#### [INPUT DATA]
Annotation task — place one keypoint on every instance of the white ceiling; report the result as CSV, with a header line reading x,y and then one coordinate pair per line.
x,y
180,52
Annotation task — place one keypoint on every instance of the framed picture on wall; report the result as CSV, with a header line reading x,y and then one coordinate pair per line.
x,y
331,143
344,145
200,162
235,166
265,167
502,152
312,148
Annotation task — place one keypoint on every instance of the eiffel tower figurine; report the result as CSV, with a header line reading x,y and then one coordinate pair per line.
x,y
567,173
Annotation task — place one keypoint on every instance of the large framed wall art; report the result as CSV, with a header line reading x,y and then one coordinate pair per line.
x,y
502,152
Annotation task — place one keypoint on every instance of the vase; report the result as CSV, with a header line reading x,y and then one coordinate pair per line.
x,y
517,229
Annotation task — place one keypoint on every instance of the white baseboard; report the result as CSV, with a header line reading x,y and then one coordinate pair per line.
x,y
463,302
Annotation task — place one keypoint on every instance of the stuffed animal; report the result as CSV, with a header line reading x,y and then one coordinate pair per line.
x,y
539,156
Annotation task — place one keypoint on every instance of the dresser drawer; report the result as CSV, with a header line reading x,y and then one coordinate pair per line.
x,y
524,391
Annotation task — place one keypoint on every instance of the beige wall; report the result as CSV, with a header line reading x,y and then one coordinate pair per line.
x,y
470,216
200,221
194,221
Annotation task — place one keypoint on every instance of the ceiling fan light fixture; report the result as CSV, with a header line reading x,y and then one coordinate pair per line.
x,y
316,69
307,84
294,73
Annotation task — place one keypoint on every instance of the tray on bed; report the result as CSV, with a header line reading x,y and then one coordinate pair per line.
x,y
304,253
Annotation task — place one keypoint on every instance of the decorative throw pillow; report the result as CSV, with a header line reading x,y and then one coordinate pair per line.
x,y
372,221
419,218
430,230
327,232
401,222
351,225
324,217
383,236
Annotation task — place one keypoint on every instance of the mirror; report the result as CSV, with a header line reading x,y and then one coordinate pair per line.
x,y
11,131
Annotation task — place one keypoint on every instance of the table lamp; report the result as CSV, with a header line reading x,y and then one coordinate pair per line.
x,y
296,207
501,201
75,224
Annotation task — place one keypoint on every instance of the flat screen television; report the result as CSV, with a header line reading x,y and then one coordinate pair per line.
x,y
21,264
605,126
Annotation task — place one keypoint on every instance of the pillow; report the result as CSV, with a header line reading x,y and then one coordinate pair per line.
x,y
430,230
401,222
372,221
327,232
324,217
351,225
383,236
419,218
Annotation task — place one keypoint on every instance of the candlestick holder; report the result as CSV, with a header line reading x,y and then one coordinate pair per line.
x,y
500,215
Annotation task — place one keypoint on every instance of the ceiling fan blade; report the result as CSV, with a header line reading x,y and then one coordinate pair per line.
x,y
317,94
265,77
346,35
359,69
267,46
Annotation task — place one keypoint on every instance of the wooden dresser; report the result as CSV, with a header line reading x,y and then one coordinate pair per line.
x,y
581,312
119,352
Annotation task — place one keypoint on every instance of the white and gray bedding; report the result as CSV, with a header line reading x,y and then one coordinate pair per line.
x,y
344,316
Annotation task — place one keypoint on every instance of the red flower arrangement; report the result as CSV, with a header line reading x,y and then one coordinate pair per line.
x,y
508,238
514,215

#### [WHAT YOU ARE ASKED TO DO]
Repeat every line of the material exactly as given.

#### [WRITTEN RESPONSE]
Annotation task — place one keypoint on every instance of the white ceiling; report the result as CSV, with a header line reading x,y and then one coordinate pair per line.
x,y
180,52
Annotation task — place one keypoint on every instance of the framed picture on wall; report the result as CSV, with a header line reading x,y and then one coordinate pair per line.
x,y
331,143
344,145
200,162
235,166
265,167
502,152
312,148
Annotation task — place one keypoint on every instance of the eiffel tower figurine; report the result as CSV, with a header line reading x,y and then one coordinate pair per line.
x,y
567,173
Annotation task — place one keypoint on every instance of the large framed wall art; report the result as CSV, with a header line reading x,y and then one coordinate pair per line.
x,y
502,152
Annotation task — place one keypoint on every instance of the vase; report the result as CSV, with a header line reading x,y and then one coordinate pair per line.
x,y
517,229
Annotation task — place one keypoint on every instance of the white baseboard; report the result as CSV, with a header line reading x,y and then one coordinate pair per line.
x,y
463,302
Annotation task — place one keypoint on every instance of the stuffed animal; report the result as CSV, with a header line reading x,y and then one coordinate pair per line.
x,y
539,156
Annotation task — place one keypoint on every instance of the dresser drawer; report the result as CSV, with a header line reading x,y and then one coordinate pair per line.
x,y
524,391
Annotation task — place one keypoint on every instance of the beige wall; report the result as CSV, with a header line reading x,y and then one coordinate pair per line.
x,y
470,216
200,221
194,221
Annotation task — place one keypoint on every instance of the ceiling fan light fixture; report the result as CSV, with a header line reading x,y and then one coordinate pair per line.
x,y
316,69
307,84
294,73
Annotation task — place one keypoint on every instance of the tray on bed; report the result as CSV, with a header line reading x,y and then one coordinate pair per line.
x,y
304,253
Annotation task — place one keypoint on every instance of the decorative throw pillow; report the result as CSV, with a header line reading x,y and then one coordinate pair per line.
x,y
372,221
419,218
430,230
327,232
401,222
351,225
324,217
383,236
Annotation task — place one keypoint on every instance of the mirror; report the result as CSV, with a header line reading x,y and then one coordinate pair per line.
x,y
11,131
Annotation task — place one keypoint on every instance of the table lamp; report the result as CSV, with a header line reading x,y and then one coordinate pair per line.
x,y
296,207
501,201
75,224
Annotation task — place one keypoint on every instance of the flat screen television; report the result as CSV, with a header line reading x,y and then one coordinate pair per line.
x,y
21,264
605,126
Annotation task — place one keypoint on every instance of the pillow; report the result as CSV, with a header line reading x,y and then one coordinate pair per line.
x,y
430,230
401,222
372,221
327,232
324,217
351,225
383,236
419,218
Annotation task — place one keypoint on every instance of the candlestick holder; report the result as CSV, with a header line reading x,y and then one coordinate pair per line.
x,y
500,215
Annotation task — place one keypoint on every instance of the ceiling fan blade; report the result as CSV, with a header line reading x,y and then one coordinate pair per line.
x,y
317,94
265,77
346,35
359,69
267,46
Annotation task — place one keypoint on every instance of the wooden dresser; report the result as CSV, with a header line reading x,y and then one coordinate pair per line.
x,y
581,312
119,352
Annotation task — place one keypoint on every instance of the white and gray bedding; report the result as CSV, with a header line reading x,y and then one coordinate pair per line.
x,y
344,316
Annotation task — place one keypoint on every instance of the red flower arrangement; report the result as CSV, with a header line reading x,y and then one coordinate pair per line.
x,y
508,238
514,215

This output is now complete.